**EXCERPTED PASSAGE**
------------
FS: I asked him if he had a message for us at Seattle U and he responded with a question. He asked, “What is the deepest value of your students?” I responded by saying our deepest value of our students is their commitment to justice. He said, “Then I’m going to ask another question, is there something that gets in the way of that for your students?” and I said I thought it was a kind of relativism. That one person has one view and another person has another view, and that all the views are just equally important and that this sort of leads to, sort of, ‘whatever.’ This contradicts that commitment to justice.
S: What was his response?
FS: He said two things, he said, with your students, words are not important, they don’t really count. It has to be witness. He stressed the word witness. The witness of your life, your action, your commitment, your faith and the kind of person you are. And secondly was incarnation. He said you have to enter into the concrete reality of your students and know who they are, how they feel, what are their challenges, what are their hopes and fears, what is their life really about? You have to engage with them, you have to get close to them, he said.
S: What were your impressions of Pope Francis?
FS: The thing that was most striking to all of us was that he made us feel like we were the only people who were important. Everyone felt welcome. He was very attentive, very warm… very gentle. He is soft spoken, he is kindly, he smiles, he has a great sense of humor… He put us at ease.
To wit, after half an hour we had gone a lot longer than we had thought we were going to be, so I told him it was really nice of him to spend this time with us… and then he said, “I don’t have mass for another 15 minutes, so if you would like to stay, we could just continue for a while.” It ended up being a 45 minute conversation. Then, before we left he blessed us and then as we were leaving he gave us all a rosary, stood by the door and said goodbye to each of us individually and asked for us to pray for him. So, it was a very familial kind of engagement. [It was] a high point of my life, without question.
------------
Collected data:
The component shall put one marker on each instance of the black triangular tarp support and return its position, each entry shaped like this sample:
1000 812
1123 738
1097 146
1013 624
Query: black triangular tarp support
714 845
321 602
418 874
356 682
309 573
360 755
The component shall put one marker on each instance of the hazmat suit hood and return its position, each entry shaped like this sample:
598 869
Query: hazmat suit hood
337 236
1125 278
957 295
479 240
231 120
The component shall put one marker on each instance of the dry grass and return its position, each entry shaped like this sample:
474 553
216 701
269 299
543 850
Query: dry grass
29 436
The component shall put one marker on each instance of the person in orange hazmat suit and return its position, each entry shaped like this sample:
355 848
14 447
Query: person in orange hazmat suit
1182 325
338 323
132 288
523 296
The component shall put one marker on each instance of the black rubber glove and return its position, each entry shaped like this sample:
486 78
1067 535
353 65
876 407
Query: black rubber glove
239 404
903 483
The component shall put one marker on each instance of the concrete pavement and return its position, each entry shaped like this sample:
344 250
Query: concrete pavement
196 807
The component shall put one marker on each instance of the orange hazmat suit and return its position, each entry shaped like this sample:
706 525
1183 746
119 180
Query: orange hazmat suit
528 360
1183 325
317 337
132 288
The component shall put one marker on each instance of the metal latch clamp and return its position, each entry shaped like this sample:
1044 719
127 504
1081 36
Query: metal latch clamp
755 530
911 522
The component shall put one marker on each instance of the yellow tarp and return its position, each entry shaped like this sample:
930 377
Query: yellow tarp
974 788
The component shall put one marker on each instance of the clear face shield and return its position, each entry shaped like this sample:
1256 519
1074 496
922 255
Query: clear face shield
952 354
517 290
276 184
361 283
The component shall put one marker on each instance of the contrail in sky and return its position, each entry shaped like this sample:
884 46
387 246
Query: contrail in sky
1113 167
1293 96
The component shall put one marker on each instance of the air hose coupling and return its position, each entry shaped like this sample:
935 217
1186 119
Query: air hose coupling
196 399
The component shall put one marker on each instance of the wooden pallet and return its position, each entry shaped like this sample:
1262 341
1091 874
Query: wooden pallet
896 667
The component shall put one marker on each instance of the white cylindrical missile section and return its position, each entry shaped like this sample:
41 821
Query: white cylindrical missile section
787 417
------------
**TASKS TO COMPLETE**
• A. Copy the Pope Francis interview from "S: What were" to "us at ease.".
• B. Continue the Pope Francis interview after its last sentence.

**EXPECTED RESPONSES**
• A.
S: What were your impressions of Pope Francis?
FS: The thing that was most striking to all of us was that he made us feel like we were the only people who were important. Everyone felt welcome. He was very attentive, very warm… very gentle. He is soft spoken, he is kindly, he smiles, he has a great sense of humor… He put us at ease.

• B.
If you go to the center of the Catholic Church and you find a person of such importance who is so gentle and kindly, it asks me if I can be President of Seattle University in a more gentle and kindly way? Can you exercise authority or responsibility in a more personable, kindly way—the way in which he does, when he is the head of 1.2 billion Catholics around the world?
S: What was the most striking image from the conversation?
FS: The most striking image that he had was his view that everyone in the world is living in a war zone. He says not just some of us are living in this way, not just those living in places where wars are going on, but that all of us are living like this. We are all living around people who are wounded, damaged, unemployed, suffering, hurting, discarded, discriminated against, made of no account, and so forth… and [the Church] is like a field hospital… and when you are a part of that field hospital, it is your responsibility to treat the wounds of those around you. So what he was trying to communicate was that we get too tied up in theories, plans and political positions when what is most important is directly engaging with people and being of compassion and mercy with them. So, know that you are in a field hospital and engage with the person in front of you and their needs.
S: As a Jesuit, what has been the most interesting or exciting perspective or change that the new pope has brought to his papacy and the Catholic Church?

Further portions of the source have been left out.